_JOB_
Rewrite the rows below with "single dot" substituted for every "single point" and nothing else changed. Leave the pictures out.

_DATASET EXCERPTS_

* START *

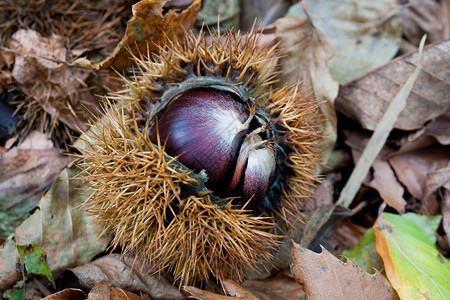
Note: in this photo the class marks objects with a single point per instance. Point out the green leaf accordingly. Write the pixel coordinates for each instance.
(16, 293)
(34, 259)
(364, 34)
(413, 265)
(427, 224)
(364, 254)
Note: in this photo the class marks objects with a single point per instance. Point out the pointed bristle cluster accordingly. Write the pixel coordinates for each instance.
(207, 239)
(300, 118)
(240, 59)
(137, 193)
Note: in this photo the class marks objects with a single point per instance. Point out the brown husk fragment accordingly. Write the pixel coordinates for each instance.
(160, 209)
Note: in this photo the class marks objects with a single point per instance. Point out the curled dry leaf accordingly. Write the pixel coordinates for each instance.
(364, 34)
(421, 17)
(365, 100)
(224, 13)
(67, 294)
(385, 182)
(27, 170)
(281, 287)
(413, 265)
(422, 171)
(59, 89)
(306, 53)
(106, 291)
(364, 254)
(63, 231)
(323, 276)
(147, 28)
(125, 273)
(231, 288)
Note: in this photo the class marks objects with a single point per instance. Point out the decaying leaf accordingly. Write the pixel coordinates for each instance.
(422, 171)
(27, 170)
(307, 52)
(365, 100)
(147, 28)
(127, 274)
(63, 231)
(386, 184)
(364, 254)
(224, 13)
(413, 265)
(263, 13)
(106, 291)
(379, 136)
(232, 289)
(280, 287)
(323, 276)
(364, 34)
(60, 90)
(67, 294)
(34, 260)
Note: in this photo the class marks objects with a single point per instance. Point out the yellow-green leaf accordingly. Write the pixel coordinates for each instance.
(35, 261)
(364, 253)
(413, 265)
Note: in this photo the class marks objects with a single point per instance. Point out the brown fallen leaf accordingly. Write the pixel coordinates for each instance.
(106, 291)
(127, 274)
(147, 28)
(421, 17)
(67, 294)
(281, 287)
(27, 170)
(385, 182)
(412, 169)
(231, 288)
(363, 35)
(366, 99)
(263, 13)
(323, 276)
(59, 89)
(66, 234)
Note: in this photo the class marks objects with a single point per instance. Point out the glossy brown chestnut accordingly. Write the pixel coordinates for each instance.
(210, 130)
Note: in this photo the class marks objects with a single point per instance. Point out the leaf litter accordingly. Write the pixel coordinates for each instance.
(312, 54)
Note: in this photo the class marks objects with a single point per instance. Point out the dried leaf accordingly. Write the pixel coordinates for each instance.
(34, 259)
(27, 170)
(421, 17)
(55, 86)
(263, 13)
(127, 274)
(231, 288)
(306, 54)
(379, 137)
(222, 12)
(67, 294)
(147, 28)
(63, 231)
(364, 254)
(323, 276)
(386, 184)
(365, 34)
(106, 291)
(413, 264)
(281, 287)
(366, 99)
(420, 171)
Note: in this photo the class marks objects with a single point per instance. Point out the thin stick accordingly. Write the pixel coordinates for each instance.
(379, 136)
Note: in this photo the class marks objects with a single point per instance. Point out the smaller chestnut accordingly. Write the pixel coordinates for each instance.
(209, 129)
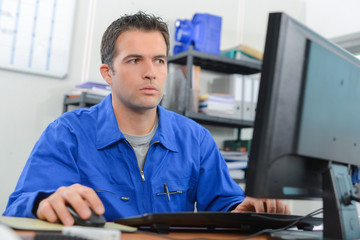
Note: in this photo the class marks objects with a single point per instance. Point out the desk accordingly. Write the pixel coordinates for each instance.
(29, 235)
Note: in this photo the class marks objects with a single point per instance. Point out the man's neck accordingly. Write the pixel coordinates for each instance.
(135, 122)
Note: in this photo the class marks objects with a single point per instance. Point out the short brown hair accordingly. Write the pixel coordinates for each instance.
(139, 21)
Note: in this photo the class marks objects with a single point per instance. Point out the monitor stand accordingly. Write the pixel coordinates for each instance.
(341, 219)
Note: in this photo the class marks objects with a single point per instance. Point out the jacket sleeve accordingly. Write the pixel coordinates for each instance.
(216, 191)
(51, 164)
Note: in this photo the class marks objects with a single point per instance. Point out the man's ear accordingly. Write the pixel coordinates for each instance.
(105, 71)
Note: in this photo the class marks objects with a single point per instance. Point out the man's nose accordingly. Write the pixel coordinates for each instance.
(149, 70)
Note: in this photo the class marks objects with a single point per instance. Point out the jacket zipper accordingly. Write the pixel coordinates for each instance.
(141, 171)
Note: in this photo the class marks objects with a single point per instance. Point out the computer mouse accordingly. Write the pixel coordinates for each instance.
(94, 220)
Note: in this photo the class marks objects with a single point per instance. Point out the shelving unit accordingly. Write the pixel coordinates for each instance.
(219, 64)
(84, 100)
(189, 58)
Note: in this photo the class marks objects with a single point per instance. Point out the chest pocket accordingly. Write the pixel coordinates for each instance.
(173, 195)
(119, 200)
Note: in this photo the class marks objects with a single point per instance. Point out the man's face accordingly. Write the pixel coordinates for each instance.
(139, 70)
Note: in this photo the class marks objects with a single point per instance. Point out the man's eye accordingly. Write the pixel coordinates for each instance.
(160, 61)
(133, 61)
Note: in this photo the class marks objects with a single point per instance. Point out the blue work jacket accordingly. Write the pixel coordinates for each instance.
(85, 146)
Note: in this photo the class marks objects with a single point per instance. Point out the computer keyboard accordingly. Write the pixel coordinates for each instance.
(50, 236)
(247, 222)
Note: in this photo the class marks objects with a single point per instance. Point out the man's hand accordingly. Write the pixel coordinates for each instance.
(262, 205)
(53, 208)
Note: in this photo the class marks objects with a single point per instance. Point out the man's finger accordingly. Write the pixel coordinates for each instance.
(58, 205)
(92, 199)
(46, 212)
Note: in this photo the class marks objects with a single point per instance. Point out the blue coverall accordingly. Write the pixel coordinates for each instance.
(85, 146)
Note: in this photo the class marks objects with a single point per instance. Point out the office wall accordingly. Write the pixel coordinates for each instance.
(29, 102)
(170, 11)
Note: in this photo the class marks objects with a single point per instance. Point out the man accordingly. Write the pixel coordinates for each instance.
(127, 155)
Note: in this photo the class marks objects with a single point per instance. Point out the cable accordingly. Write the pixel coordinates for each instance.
(314, 213)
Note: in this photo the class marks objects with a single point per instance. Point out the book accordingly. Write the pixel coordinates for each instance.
(92, 88)
(217, 104)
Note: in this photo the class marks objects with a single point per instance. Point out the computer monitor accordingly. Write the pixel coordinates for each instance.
(307, 126)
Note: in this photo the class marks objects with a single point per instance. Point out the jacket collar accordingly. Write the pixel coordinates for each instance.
(107, 131)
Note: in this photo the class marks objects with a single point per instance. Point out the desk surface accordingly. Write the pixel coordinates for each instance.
(29, 235)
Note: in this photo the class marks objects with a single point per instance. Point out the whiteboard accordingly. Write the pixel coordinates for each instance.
(35, 36)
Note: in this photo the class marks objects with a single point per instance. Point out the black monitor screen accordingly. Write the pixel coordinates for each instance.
(307, 118)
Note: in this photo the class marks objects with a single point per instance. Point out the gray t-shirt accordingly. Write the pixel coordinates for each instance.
(140, 144)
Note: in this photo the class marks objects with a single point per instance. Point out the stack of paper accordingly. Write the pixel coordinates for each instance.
(92, 88)
(217, 104)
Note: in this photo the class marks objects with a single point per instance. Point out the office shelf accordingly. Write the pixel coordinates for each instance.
(219, 64)
(216, 63)
(84, 100)
(191, 57)
(218, 121)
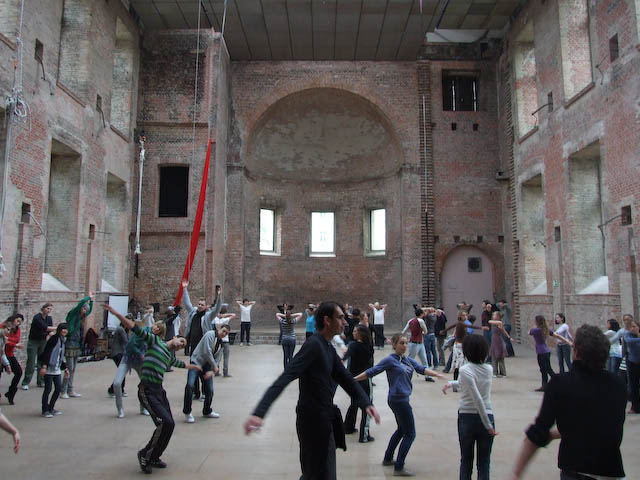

* END *

_SOLUTION TO THE EXERCISE_
Note: in this photo the class marks objects with a single dot per instance. Point out the green leaf accordingly. Write the pixel coordinates for each instance.
(16, 293)
(34, 259)
(364, 34)
(413, 265)
(427, 224)
(364, 254)
Note: in this photo the class marks objects with a single dot per instance. Point out the pointed bristle cluster accordingly. Write the pixel coordinates for each instance.
(207, 239)
(300, 118)
(240, 59)
(137, 193)
Note: in this photo the class marks objects with a single dot per instance. Point out the brown husk fragment accordingly. Write the pixel coordinates for each instance.
(160, 209)
Note: in this photo the class marks objects with a single dot per instance. Point out the curled dry leaf accordingly. Write the pixel coordinates for each instance.
(364, 34)
(421, 17)
(365, 100)
(224, 13)
(67, 294)
(385, 182)
(27, 170)
(281, 287)
(413, 265)
(422, 171)
(59, 89)
(306, 53)
(106, 291)
(364, 254)
(63, 231)
(323, 276)
(147, 28)
(125, 273)
(231, 288)
Note: in this photo the class marks objects with a single dot per instance. Point out the decaying leaf accordingly. Write the pixel coordinates for each instance.
(422, 171)
(27, 170)
(307, 52)
(365, 100)
(147, 28)
(127, 274)
(63, 231)
(386, 184)
(364, 254)
(224, 13)
(413, 265)
(263, 13)
(106, 291)
(379, 136)
(232, 289)
(280, 287)
(323, 276)
(364, 34)
(60, 90)
(67, 294)
(34, 260)
Note: in this photo the class marks objects with a single dot per instance. Point out the yellow-green leaf accordingly. Write the pixel coordinates for each instance.
(35, 261)
(364, 253)
(413, 265)
Note: in this photo the class marks objects with a single dot per instance. Point out the brown fallen leaf accordingly. Write the pixel coordinates for each instance.
(106, 291)
(127, 274)
(147, 28)
(421, 17)
(67, 294)
(281, 287)
(27, 170)
(385, 182)
(412, 169)
(231, 288)
(363, 35)
(366, 99)
(263, 13)
(323, 276)
(59, 89)
(66, 234)
Note: in this photo the class marks objects with a single dot per instance. Point out the glossy brown chestnut accordingly. Write the pixel coordinates for each instance.
(210, 130)
Note: in this photo the class marks objects with a single dot per instance. Point out the leaf litter accordingly. Write the pixel coordinates for each instance.
(312, 54)
Note: in this photo the class marks objects with a single dot per instance. Point out the dried leaf accordingly. Write the pixel coordinates for each instance.
(34, 259)
(27, 170)
(421, 17)
(55, 86)
(263, 13)
(127, 274)
(231, 288)
(306, 54)
(379, 137)
(222, 12)
(67, 294)
(147, 28)
(63, 231)
(364, 254)
(323, 276)
(386, 184)
(365, 34)
(106, 291)
(413, 264)
(281, 287)
(366, 99)
(420, 171)
Note: in this photo the class marks objects with a single dot per instance. Point out the thin stick accordingly. Write the pixel coordinates for each instance.
(379, 136)
Note: in this photo the class marks objects with a single dot per instance. Point out the smaller chestnut accordingly. Write the pixel coordinates for each instance.
(209, 129)
Note: in this photo the class marks objects with a single dot per instance. Point out the desk accordingly. Write the pixel coordinates for each instance.
(29, 235)
Note: in this photo the class marks objects with a single dot per instance. Point out the man's neck accordingly. Write the pixel coordinates for each instance.
(135, 122)
Note: in this photo the class marks objects with a single dot per instance. Point out the short brown hair accordingly. Write the pixel coordinates for each instance.
(139, 21)
Note: in this photo the class marks objects with a single dot per instance. Point out the monitor stand accordingly. Write the pixel coordinates for each instance.
(341, 219)
Note: in this photo the class marks objects with a single dot per instance. Point out the jacket sleeve accordingly. Write the pixel coordinates for each instance.
(216, 191)
(51, 164)
Note: in this photo the class marks objects with a single dot per instance. Point out the man's ear accordingly. Write the pixel coordinates for each instance.
(105, 71)
Note: in this photo the class marks objects with a single dot per instance. Point out the man's nose accordingly. Write the pixel coordinates for each instance.
(149, 70)
Note: in this photo the class marks objects with a single dot per instance. Point out the jacket zipper accordingly. Write the pixel coordinates for each instance.
(141, 171)
Note: in this photo the class marks objects with a single dot per instance. Point out the computer mouse accordingly. Write the pixel coordinates for each instance.
(94, 220)
Note: in this photo the class marks objects with a single dot per instance. Point out the shelving unit accordingly. Write the pixel coordinates for each instance.
(219, 64)
(84, 100)
(189, 58)
Note: in this photo the class marks objects with a single dot per instance. Point out the chest pocket accordingly. Write the pixel coordinates for each instance.
(173, 195)
(119, 200)
Note: in this photo the class marks objects with a single dot per instance. Point out the man's face accordingly. Write the pixel coordinates for each instance.
(139, 70)
Note: in this photo the class marks objects with a single dot per instance. Point out the man's eye accordingly. Write the pixel coordinates for each instance.
(160, 61)
(133, 61)
Note: in this photo the class marks objects with a single dot per instance. Point out the blue work jacket accordingly. Write the pixel coordinates for each instance.
(85, 146)
Note: in this photo the class marks objects with a single dot per instance. Point out the computer keyboard accordingly. Write the pixel coordinates for each instance.
(50, 236)
(247, 222)
Note: in this photo the class marks objects with a single dot per instance. Point out the man's hand accordingly. Write the pixel coordinates for each instance.
(262, 205)
(53, 208)
Note: in this photo the class marks objects with a single dot per instance. Point out the man's finger accordingly. Write the pixel coordinates for each instance.
(58, 205)
(92, 199)
(46, 212)
Note: in this photo the class marks objects with a single dot per instance. Point out the blue coverall accordingly. Write the pixel coordinates for each instance.
(85, 146)
Note: in this photo the class marks objects with a single dot per instance. Point out the office wall accordingly. Write the pixel coordinates for each instance.
(29, 102)
(170, 11)
Note: in this photo the class marks objects with a single dot per instance. Point out the man accordingly. Write the pixel coordinates for each instance.
(127, 155)
Note: in this photo the class marks objects with a single dot per instance. Point out the cable accordingly. Write the pixel coordinates for each instance.
(314, 213)
Note: in this photo the class marks objects with a single dot per instance. Point out the book accordingly. Write the pixel coordinates for each instance.
(92, 88)
(217, 104)
Note: in this photo the class marks objects with a single dot per instance. Point out the computer monitor accordingly. Write the pixel coordinates for each instance.
(307, 126)
Note: in this photo the class marks objects with a single dot per instance. Point out the jacket collar accordingly. Write the pixel coordinates for each instance.
(107, 131)
Note: in this photo the class marks objects with a single dot per instance. Point out the desk surface accordingly. Write the pixel coordinates for each instance.
(29, 235)
Note: in this photo the class marks objects with a single dot per instance. Point out the whiteboard accordingly. Write the pixel coordinates for each instance.
(35, 36)
Note: in this photo the class marks objects with a single dot per instance. Point out the black monitor screen accordingly. Write the pixel coordinates for each instance.
(307, 118)
Note: in this photo the class marks objects with a single dot per instance. Point out the gray t-shirt accordingly. Write the pixel coordinates for each instance.
(140, 144)
Note: in this photo the class marks objects with a single dot per instance. Point out the stack of paper accordingly. Write the pixel coordinates for each instance.
(92, 88)
(217, 104)
Note: in this photo the class marks objects with a single dot per instance. Point out the office shelf accordingly. Write the pixel coordinates for each instance.
(219, 64)
(216, 63)
(84, 100)
(191, 57)
(218, 121)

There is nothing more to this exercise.